Material provided
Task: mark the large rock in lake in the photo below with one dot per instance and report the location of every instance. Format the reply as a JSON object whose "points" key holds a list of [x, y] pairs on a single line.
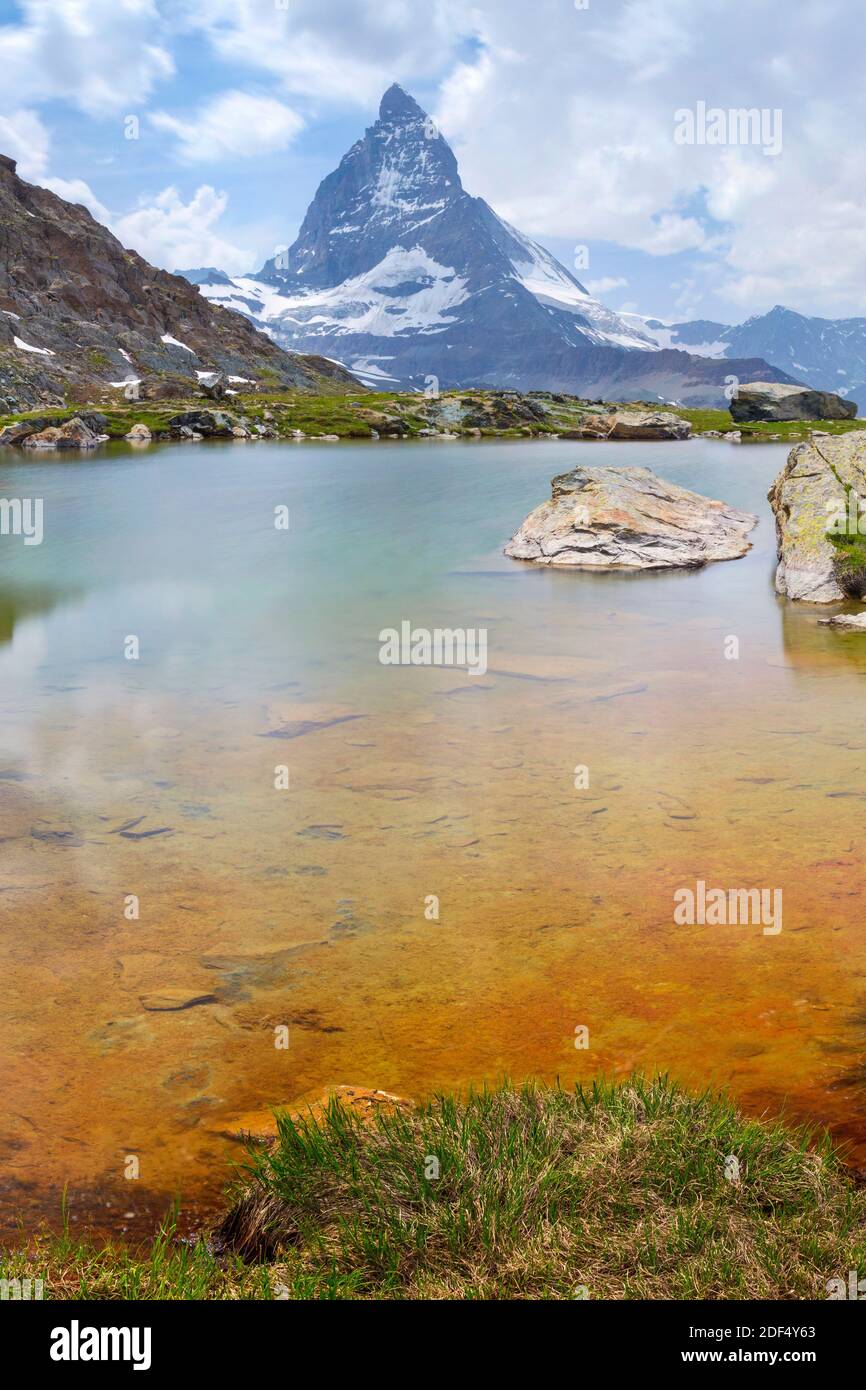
{"points": [[773, 401], [811, 492], [628, 519]]}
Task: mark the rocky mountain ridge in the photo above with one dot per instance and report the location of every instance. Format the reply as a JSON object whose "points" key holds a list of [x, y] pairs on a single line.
{"points": [[84, 319], [406, 278]]}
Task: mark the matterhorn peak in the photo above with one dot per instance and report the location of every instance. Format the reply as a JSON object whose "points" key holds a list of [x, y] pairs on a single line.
{"points": [[398, 106]]}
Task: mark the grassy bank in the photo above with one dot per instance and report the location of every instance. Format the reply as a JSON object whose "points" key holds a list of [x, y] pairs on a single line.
{"points": [[608, 1191], [405, 416]]}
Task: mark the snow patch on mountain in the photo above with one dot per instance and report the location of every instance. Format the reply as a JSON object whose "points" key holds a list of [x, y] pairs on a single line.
{"points": [[407, 292]]}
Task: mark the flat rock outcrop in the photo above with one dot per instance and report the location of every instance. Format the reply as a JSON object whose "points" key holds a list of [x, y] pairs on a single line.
{"points": [[628, 519], [72, 434], [631, 424], [773, 401], [812, 489]]}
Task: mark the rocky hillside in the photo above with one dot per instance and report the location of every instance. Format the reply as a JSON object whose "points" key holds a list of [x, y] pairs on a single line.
{"points": [[403, 275], [81, 317], [829, 353]]}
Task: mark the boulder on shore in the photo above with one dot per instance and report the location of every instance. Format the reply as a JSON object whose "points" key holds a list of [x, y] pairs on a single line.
{"points": [[74, 434], [139, 434], [630, 424], [774, 401], [812, 489], [628, 519], [205, 423]]}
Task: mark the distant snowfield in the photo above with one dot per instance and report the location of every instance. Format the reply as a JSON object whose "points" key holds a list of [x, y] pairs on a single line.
{"points": [[666, 338], [552, 285], [175, 342], [362, 305]]}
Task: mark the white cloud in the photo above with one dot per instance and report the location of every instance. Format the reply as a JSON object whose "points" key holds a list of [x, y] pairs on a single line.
{"points": [[177, 235], [99, 54], [566, 127], [334, 50], [605, 284], [25, 139], [232, 125], [75, 191]]}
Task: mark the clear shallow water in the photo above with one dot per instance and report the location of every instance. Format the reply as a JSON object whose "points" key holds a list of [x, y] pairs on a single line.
{"points": [[306, 906]]}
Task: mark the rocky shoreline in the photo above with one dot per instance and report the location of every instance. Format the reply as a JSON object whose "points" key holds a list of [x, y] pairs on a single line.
{"points": [[220, 412]]}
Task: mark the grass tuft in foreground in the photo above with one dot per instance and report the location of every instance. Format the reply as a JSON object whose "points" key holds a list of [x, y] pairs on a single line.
{"points": [[608, 1191], [616, 1189]]}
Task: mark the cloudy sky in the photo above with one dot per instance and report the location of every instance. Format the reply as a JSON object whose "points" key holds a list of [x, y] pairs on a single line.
{"points": [[562, 114]]}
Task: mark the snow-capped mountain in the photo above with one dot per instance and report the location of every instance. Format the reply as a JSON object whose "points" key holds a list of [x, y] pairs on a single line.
{"points": [[402, 275], [829, 353]]}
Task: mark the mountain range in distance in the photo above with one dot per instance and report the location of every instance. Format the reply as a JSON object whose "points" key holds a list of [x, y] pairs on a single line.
{"points": [[406, 280], [829, 353], [399, 280]]}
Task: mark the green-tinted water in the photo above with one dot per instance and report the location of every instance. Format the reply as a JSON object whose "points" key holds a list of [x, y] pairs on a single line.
{"points": [[305, 908]]}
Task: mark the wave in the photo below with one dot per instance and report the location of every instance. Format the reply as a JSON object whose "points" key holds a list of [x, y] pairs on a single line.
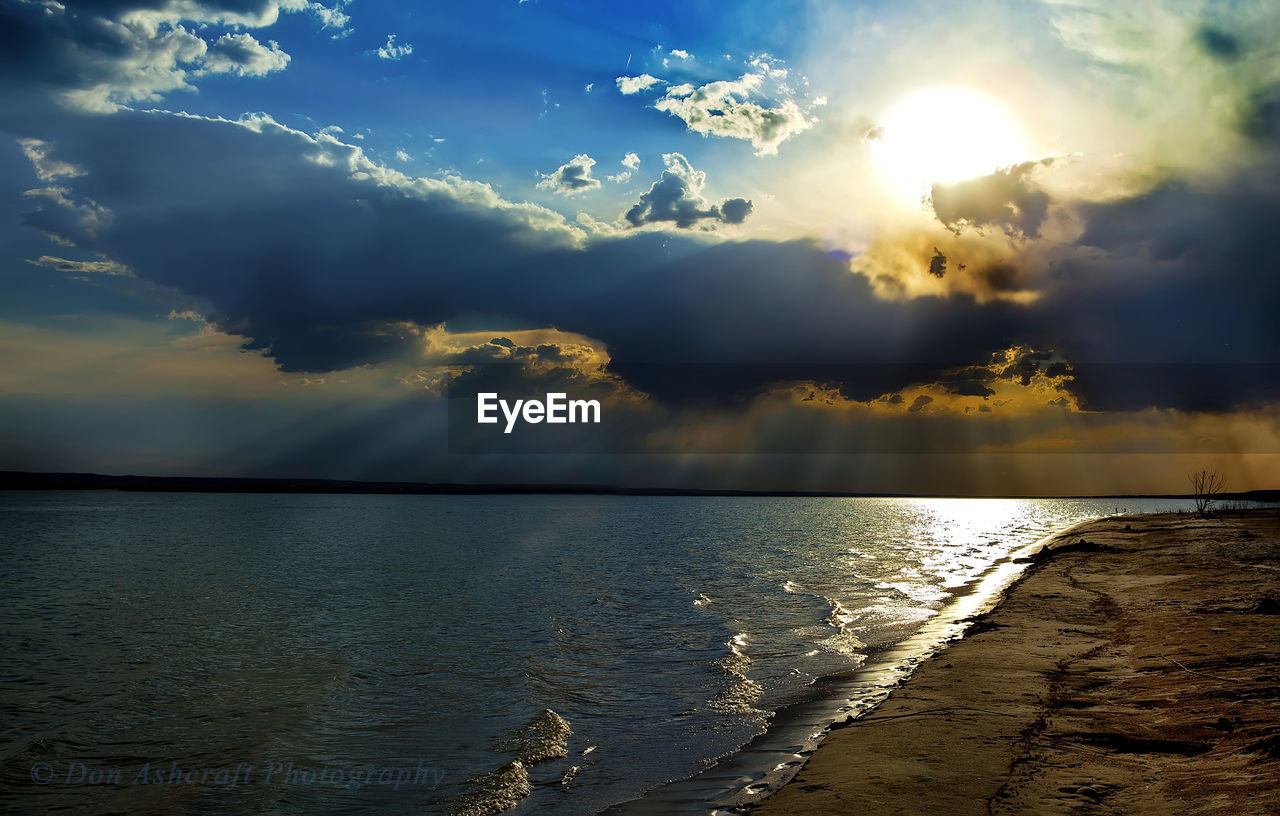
{"points": [[743, 692], [544, 737], [497, 792]]}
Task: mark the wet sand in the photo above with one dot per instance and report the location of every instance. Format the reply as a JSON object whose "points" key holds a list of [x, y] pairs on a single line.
{"points": [[1133, 669]]}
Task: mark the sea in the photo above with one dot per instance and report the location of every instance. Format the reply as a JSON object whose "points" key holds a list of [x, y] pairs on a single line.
{"points": [[458, 655]]}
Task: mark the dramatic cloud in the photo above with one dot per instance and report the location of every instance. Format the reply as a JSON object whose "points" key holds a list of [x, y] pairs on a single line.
{"points": [[336, 252], [676, 197], [571, 178], [1006, 198], [726, 109], [243, 55], [635, 85]]}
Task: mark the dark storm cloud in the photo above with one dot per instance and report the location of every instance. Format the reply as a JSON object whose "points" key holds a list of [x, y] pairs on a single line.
{"points": [[1219, 44], [315, 253], [288, 250], [1005, 198], [1179, 307], [676, 198]]}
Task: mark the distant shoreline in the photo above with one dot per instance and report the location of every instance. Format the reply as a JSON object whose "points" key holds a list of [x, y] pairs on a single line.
{"points": [[24, 480]]}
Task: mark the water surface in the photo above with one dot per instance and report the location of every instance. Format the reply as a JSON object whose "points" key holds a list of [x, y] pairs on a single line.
{"points": [[402, 651]]}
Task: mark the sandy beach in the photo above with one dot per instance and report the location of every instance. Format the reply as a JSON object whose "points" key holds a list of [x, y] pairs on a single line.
{"points": [[1133, 669]]}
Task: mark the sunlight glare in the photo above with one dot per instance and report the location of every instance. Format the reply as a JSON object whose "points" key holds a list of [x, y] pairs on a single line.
{"points": [[942, 134]]}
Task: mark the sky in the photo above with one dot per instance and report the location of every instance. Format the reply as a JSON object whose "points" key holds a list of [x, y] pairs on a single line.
{"points": [[981, 248]]}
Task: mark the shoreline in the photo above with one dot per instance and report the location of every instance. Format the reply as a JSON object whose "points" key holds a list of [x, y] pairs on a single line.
{"points": [[1129, 669], [736, 783]]}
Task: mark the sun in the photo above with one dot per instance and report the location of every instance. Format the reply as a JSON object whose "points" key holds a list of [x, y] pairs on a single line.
{"points": [[942, 134]]}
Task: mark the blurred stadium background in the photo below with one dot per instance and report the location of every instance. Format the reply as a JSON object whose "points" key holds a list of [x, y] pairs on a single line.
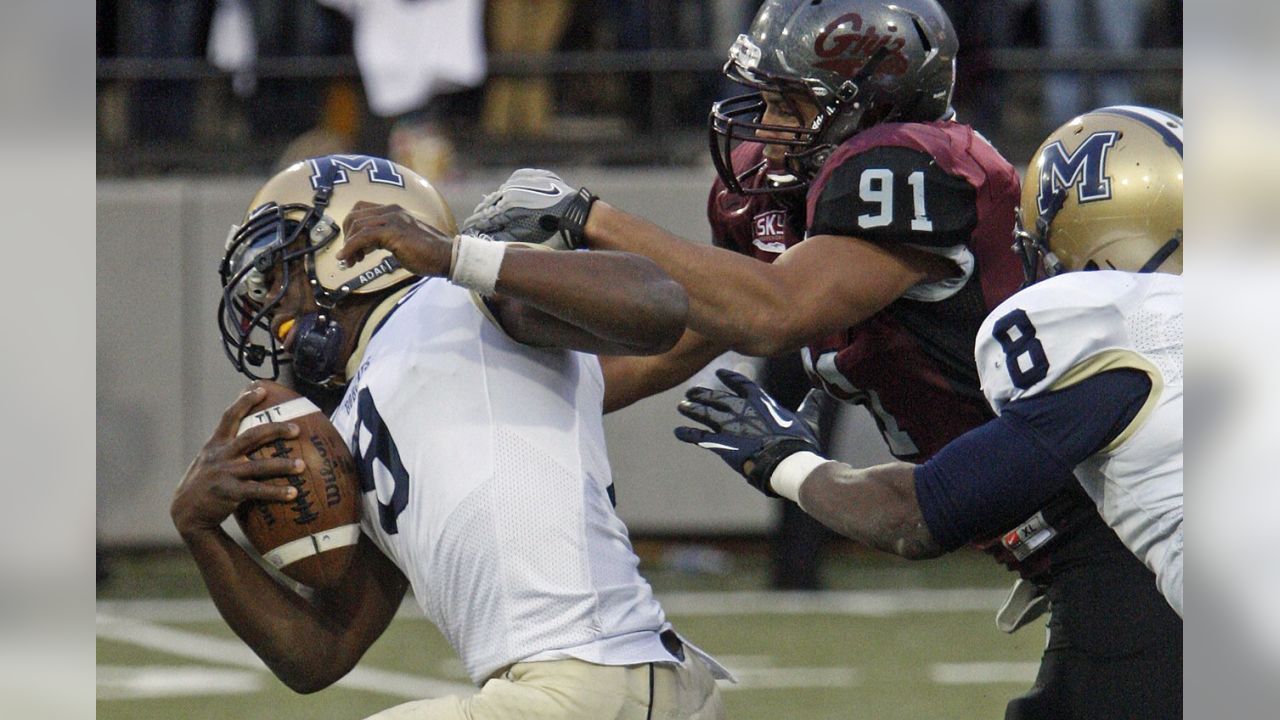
{"points": [[615, 96]]}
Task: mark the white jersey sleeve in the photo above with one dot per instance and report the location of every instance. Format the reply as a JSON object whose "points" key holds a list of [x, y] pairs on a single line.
{"points": [[1072, 327]]}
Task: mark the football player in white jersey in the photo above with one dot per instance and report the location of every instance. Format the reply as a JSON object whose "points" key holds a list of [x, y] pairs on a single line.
{"points": [[1084, 370], [474, 414]]}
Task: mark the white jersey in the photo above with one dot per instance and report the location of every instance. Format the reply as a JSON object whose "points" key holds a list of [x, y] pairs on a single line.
{"points": [[1073, 327], [492, 488]]}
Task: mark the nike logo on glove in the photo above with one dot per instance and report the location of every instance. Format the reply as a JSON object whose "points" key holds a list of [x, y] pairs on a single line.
{"points": [[773, 410], [553, 191]]}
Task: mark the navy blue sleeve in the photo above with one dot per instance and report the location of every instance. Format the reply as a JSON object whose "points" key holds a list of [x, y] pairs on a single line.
{"points": [[999, 474]]}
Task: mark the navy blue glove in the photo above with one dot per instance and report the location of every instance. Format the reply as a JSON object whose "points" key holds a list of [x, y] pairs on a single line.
{"points": [[748, 428]]}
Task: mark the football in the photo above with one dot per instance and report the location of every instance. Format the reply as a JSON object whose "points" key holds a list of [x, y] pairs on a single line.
{"points": [[311, 538]]}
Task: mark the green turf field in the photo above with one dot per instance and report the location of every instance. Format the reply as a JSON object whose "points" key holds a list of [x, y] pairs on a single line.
{"points": [[887, 639]]}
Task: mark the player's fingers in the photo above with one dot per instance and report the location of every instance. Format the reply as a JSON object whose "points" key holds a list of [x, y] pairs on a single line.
{"points": [[712, 397], [364, 213], [233, 415], [361, 241], [810, 408], [693, 436], [736, 382], [700, 413], [257, 436]]}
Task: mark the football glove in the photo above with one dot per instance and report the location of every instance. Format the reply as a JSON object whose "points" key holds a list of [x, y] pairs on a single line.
{"points": [[534, 206], [748, 428]]}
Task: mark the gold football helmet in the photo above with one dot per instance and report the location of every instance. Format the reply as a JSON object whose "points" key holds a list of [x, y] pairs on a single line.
{"points": [[298, 215], [1105, 191]]}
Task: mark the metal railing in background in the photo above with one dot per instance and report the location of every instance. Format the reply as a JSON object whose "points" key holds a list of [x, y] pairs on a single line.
{"points": [[658, 136]]}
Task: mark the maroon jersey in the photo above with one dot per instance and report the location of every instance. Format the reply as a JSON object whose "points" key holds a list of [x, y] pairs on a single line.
{"points": [[942, 187], [938, 186]]}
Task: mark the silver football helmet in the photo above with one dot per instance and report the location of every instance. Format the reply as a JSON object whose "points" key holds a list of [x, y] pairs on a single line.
{"points": [[859, 62]]}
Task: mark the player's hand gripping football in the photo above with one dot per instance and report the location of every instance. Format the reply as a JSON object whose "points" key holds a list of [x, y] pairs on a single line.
{"points": [[748, 428], [533, 206], [420, 249], [220, 477]]}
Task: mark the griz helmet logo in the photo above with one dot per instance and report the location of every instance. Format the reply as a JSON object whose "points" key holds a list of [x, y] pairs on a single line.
{"points": [[1086, 169], [846, 50], [336, 167]]}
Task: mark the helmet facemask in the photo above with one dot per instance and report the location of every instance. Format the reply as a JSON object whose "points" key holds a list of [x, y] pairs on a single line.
{"points": [[264, 258], [737, 119]]}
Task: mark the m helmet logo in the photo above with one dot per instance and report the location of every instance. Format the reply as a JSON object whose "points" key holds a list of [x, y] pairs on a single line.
{"points": [[1086, 169], [336, 167]]}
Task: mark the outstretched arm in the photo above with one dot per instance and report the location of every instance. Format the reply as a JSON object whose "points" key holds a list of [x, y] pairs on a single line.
{"points": [[307, 643], [593, 301], [630, 378], [819, 286]]}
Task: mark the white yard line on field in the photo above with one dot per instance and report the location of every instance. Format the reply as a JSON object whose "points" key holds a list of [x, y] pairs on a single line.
{"points": [[983, 673], [197, 646]]}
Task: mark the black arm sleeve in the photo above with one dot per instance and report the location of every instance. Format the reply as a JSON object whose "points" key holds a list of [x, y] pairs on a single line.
{"points": [[999, 474], [896, 195]]}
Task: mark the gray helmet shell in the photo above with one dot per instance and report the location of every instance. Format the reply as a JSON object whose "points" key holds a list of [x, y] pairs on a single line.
{"points": [[860, 62]]}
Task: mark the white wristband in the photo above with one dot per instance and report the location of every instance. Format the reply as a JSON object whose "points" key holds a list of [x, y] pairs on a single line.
{"points": [[475, 263], [791, 473]]}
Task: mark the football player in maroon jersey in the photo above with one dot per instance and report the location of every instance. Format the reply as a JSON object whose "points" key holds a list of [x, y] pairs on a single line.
{"points": [[886, 228]]}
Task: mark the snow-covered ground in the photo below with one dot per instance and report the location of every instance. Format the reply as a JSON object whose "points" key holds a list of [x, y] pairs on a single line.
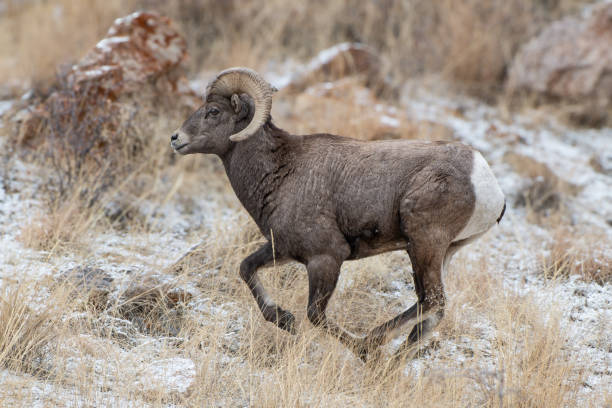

The problem
Without the pictures, repeat exactly the lines running from the line containing "Task: mark the white wristband" through the end of the data, both ends included.

Written answer
Task: mark the white wristband in the photo above with one dot per instance and report the location of every instance. Format the reply as a JSON object whose "points" key holds a list of [x, y] pairs on a single line.
{"points": [[475, 263], [791, 473]]}
Task: mark the football player in maroon jersey in the photo above with one dot per instance and report the location of every instance. Format the reply as a JSON object whose "points" key holds a list of [x, y] pairs on a single line.
{"points": [[886, 228]]}
Task: mark the snow-covered ground in the photo below with one dot per instance and report the location of every instance. Format the reply as a JSON object whose "points" key holds a list of [x, y] pairs on a single line.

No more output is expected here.